--- Start PROVIDED DATA ---
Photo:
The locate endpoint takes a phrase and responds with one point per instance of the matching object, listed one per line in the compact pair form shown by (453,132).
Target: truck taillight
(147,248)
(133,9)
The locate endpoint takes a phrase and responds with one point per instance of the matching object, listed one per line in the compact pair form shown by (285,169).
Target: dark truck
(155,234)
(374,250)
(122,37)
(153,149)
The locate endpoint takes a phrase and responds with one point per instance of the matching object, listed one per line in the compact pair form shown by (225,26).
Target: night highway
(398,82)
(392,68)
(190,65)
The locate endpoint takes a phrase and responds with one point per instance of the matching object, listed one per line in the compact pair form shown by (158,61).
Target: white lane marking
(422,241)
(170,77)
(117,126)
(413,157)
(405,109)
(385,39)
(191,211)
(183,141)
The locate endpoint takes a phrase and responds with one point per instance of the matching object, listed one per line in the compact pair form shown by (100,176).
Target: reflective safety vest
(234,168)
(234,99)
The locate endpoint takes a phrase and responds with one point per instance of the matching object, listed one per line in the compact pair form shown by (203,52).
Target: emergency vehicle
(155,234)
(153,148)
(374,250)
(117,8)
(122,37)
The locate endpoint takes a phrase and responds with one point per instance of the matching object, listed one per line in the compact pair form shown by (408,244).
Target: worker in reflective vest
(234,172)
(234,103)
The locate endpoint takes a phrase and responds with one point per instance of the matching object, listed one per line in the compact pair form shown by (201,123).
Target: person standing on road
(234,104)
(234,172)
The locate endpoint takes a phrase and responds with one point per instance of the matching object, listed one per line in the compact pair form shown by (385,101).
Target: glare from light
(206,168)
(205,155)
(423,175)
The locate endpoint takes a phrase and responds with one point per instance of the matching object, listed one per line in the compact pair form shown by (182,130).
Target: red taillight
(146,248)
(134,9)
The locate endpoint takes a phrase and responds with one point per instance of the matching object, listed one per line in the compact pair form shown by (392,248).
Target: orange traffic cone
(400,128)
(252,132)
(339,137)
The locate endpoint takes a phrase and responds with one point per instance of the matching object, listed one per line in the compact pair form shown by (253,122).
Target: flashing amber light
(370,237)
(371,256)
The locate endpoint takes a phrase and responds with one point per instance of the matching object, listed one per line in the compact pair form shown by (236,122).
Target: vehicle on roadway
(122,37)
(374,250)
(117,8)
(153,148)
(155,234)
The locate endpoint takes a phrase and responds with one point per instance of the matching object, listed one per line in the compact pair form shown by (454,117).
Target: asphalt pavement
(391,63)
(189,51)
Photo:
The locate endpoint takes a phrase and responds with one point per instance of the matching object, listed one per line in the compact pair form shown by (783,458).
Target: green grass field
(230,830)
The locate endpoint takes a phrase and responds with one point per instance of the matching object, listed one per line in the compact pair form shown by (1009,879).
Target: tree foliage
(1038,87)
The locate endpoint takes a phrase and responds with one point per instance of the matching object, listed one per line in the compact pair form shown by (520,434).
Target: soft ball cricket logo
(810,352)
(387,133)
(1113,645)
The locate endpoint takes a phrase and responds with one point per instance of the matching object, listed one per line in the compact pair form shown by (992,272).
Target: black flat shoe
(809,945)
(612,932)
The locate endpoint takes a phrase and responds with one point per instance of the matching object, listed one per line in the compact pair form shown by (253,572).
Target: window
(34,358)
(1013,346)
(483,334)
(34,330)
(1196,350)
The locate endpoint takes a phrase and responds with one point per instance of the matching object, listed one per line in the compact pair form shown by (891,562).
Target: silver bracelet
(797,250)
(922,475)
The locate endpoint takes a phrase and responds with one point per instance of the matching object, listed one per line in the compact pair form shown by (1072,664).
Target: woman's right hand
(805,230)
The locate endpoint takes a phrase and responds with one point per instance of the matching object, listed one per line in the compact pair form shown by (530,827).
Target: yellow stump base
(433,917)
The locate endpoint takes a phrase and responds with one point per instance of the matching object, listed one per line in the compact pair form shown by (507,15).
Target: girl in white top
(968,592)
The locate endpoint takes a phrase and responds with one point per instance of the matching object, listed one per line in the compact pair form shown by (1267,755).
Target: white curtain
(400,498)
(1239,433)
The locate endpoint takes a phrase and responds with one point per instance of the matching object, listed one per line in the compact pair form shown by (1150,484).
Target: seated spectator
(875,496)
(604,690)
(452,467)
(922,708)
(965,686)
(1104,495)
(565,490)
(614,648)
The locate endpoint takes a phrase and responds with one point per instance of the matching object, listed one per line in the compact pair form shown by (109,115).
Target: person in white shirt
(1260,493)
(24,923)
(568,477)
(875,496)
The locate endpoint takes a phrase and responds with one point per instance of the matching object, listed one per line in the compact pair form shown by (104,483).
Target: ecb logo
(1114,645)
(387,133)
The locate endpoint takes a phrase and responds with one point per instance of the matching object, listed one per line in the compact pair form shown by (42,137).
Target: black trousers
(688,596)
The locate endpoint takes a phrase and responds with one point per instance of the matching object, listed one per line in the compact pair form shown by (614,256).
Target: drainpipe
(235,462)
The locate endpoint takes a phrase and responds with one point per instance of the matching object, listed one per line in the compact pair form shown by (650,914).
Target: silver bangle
--- End PROVIDED DATA ---
INSTRUCTIONS FOR THE TASK:
Render the records above as a Markdown table with the columns "Row" and "Line", leaving out any blank lines. Begin at the line that has "shown by (614,256)." and continue through the end of the records.

TASK RESPONSE:
| Row | Line |
|---|---|
| 1 | The locate endpoint takes a phrase and responds with one point per instance of the matching object, listed one per line in the compact pair form shown by (614,256). |
| 2 | Target: drainpipe |
| 3 | (235,462) |
| 4 | The locate endpoint takes a phrase and responds with one point per instance of the matching object, listed one per line in the compact pair form shown by (650,914). |
| 5 | Target: silver bangle |